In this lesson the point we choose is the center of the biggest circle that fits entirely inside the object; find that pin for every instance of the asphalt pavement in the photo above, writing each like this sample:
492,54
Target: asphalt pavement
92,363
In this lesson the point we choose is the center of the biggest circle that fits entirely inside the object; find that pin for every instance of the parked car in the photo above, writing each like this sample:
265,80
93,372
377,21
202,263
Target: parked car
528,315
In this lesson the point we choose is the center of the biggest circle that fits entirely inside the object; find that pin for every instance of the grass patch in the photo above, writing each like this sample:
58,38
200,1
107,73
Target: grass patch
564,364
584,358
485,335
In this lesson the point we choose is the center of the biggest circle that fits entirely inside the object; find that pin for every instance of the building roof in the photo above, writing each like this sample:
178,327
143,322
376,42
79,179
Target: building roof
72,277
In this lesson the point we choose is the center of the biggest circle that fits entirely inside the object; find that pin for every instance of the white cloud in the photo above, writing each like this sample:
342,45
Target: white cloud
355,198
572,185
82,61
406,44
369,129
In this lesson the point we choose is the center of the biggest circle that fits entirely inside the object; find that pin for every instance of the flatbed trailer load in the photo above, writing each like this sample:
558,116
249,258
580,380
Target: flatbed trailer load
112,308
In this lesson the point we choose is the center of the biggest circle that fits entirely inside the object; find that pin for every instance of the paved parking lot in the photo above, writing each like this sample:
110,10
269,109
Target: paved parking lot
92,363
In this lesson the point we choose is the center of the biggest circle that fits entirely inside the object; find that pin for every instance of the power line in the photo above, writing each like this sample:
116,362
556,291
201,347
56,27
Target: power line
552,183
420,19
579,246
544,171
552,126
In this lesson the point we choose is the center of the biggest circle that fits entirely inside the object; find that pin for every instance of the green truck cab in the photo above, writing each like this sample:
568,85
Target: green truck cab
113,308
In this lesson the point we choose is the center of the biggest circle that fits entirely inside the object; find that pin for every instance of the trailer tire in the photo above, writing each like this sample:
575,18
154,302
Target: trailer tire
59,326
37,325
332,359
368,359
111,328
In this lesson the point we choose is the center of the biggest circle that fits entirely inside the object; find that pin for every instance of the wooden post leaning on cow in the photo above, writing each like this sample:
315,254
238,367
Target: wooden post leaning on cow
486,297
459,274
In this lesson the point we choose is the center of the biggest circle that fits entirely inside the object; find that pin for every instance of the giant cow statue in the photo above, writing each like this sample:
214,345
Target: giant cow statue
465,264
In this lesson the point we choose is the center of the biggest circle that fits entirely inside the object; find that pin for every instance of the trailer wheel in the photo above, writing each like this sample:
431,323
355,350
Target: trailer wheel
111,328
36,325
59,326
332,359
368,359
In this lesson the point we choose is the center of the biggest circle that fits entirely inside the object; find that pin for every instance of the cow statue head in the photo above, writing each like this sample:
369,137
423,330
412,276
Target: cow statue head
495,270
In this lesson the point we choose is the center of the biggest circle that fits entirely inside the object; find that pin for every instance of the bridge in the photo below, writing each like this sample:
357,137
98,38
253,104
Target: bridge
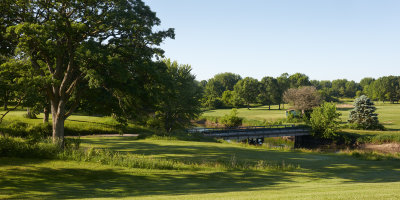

> Your objective:
All of the entries must be reproduced exactly, apart from the pictures, which are to be dropped.

> Answer to the exercise:
In this lesson the point we choose is the center of the biggest circle that fits entirely inside the object; find that pin for every instance of the asphalt pavement in the photo above, writing each like this sample:
492,54
Target: asphalt pavement
92,363
In this lesson the point we choose is the center of the biggest circle that fits entirely inside the object; find that pin for every instance of the parked car in the photo above, writing each like this sample:
265,80
93,372
377,21
202,263
Target: parked car
528,315
In this lesson the point we choose is the center of the biggest circle that fits entirely inside the object; find that pin for every instance of the grass patch in the photo above, writing each like this sample:
58,38
200,1
107,73
Target: grass patch
564,364
584,358
485,335
In this lesson the point we choose is the center of the biggest circle that fits entirely inside the object; find that pin for every instance of the building roof in the photo above, writing each like this sample:
178,327
143,322
376,42
79,179
Target: building roof
72,277
In this lesson the point we choose is the center of the biggest circle that fits entirely inside the object; find that pin for every instance of the white cloud in the photo above, writing each like this sample:
342,45
Target: white cloud
355,198
572,185
82,61
406,44
369,129
In this lesson the point we choose is the center of the biggest circle that fits entirely inside the object; find that pin for every instance of the flatbed trailer load in the photo above, writing each like this sample:
558,116
249,258
580,380
Target: flatbed trailer load
112,308
In this lesson the point we choose is the center of the biggest circle that fits entirely inside the object; find that pin for every instance of the paved parking lot in the photo above, writing each like this sample:
110,10
269,109
Target: paved parking lot
92,363
In this lesson the point we choose is the center of the biggest circle that fits entirely inside the object; find that pin for every instance of the power line in the photo above, writing each like this sample:
116,362
556,291
201,347
56,27
Target: power line
552,183
420,19
579,246
544,171
552,126
In this lesson the point we choose is the center of the biggest circle that fits entirely inside the object; find that pin for every instance of the green truck cab in the photo above, writing each like this sample:
568,85
Target: green truck cab
113,308
In this lesson the point we choose is the center of the biggest circle that fits entirely inside the object; find that pin for every instance of the trailer tire in the photo above, writing each like this sample:
575,18
154,302
Target: trailer tire
59,326
37,325
332,359
368,359
111,328
In this lesson the point we choose is the center of the biggest circle that fits entirely inside the object; find that pin for every instance of the wooden post leaning on cow in the photo above, writing each like this sample:
315,254
238,367
Target: wooden post leaning on cow
486,297
459,274
In this lesson the point we choose is the center of the biggest circle that fits entirely inside the object; find that pin for every instance of the giant cow statue in the photo above, writing each like this sample:
214,345
Target: giant cow statue
465,264
In this lesson the point we choose is the center of the biggest circle that fits entirely inside the object; find that pin for every instance of the trailer wheel in the photo above, writing each like this sample:
431,323
355,350
Target: trailer wheel
111,328
36,325
59,326
332,359
368,359
In this lesson the point we choose is the center of the biggest circle that fits entirely inside the object; find that pin for every instance of the cow statue head in the photo above, writing each like this sample:
369,137
423,330
412,276
Target: cow statue head
495,270
In this lesson the point we choose is the center of the biggest circle that fits entirely inside the object; find that pin for every instance of the bridge in the photo below, writing each like this sample:
357,137
98,38
253,104
Target: bridge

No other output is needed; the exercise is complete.